- _Listing of named region outlines_:
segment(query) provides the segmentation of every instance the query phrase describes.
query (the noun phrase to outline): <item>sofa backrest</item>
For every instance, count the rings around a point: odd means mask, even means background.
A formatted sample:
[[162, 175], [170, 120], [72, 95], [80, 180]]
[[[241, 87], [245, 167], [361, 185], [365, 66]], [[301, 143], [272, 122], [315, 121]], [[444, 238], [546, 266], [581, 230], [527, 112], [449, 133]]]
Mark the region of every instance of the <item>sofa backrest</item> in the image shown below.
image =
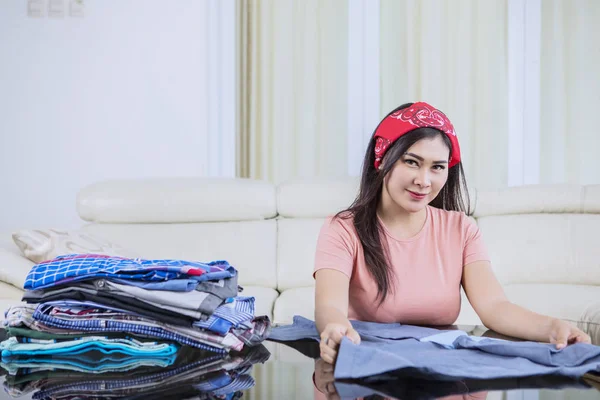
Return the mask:
[[[272, 184], [249, 179], [101, 182], [78, 195], [84, 230], [145, 258], [226, 259], [242, 285], [314, 285], [319, 230], [348, 207], [358, 178]], [[210, 194], [210, 195], [207, 195]], [[600, 285], [600, 185], [471, 192], [503, 284]], [[243, 207], [240, 207], [243, 199]]]
[[347, 208], [358, 178], [290, 181], [277, 188], [277, 285], [280, 291], [313, 286], [319, 231], [328, 216]]
[[600, 185], [477, 193], [475, 218], [501, 283], [600, 285]]
[[[243, 206], [240, 206], [240, 200]], [[144, 258], [227, 260], [241, 285], [276, 288], [275, 187], [248, 179], [148, 179], [82, 189], [83, 230]]]

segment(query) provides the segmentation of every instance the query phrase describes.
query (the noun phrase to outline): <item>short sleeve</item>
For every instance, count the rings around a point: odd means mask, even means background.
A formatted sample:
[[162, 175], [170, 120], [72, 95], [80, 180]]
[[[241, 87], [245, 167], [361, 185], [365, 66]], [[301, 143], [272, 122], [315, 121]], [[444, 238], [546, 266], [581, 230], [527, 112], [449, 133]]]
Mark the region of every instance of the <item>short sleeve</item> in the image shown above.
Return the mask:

- _Problem details_: From the listing above, pull out every line that contains the string "phrase", matching case exactly.

- _Result_:
segment(query) provides the segmentation of every instance the query phrase describes.
query (the noun phrase to outline): <item>sofa backrest</item>
segment(query) provides the segmentation of every instance the query phrase describes.
query (the noun phrase to outline): <item>short sleeve</item>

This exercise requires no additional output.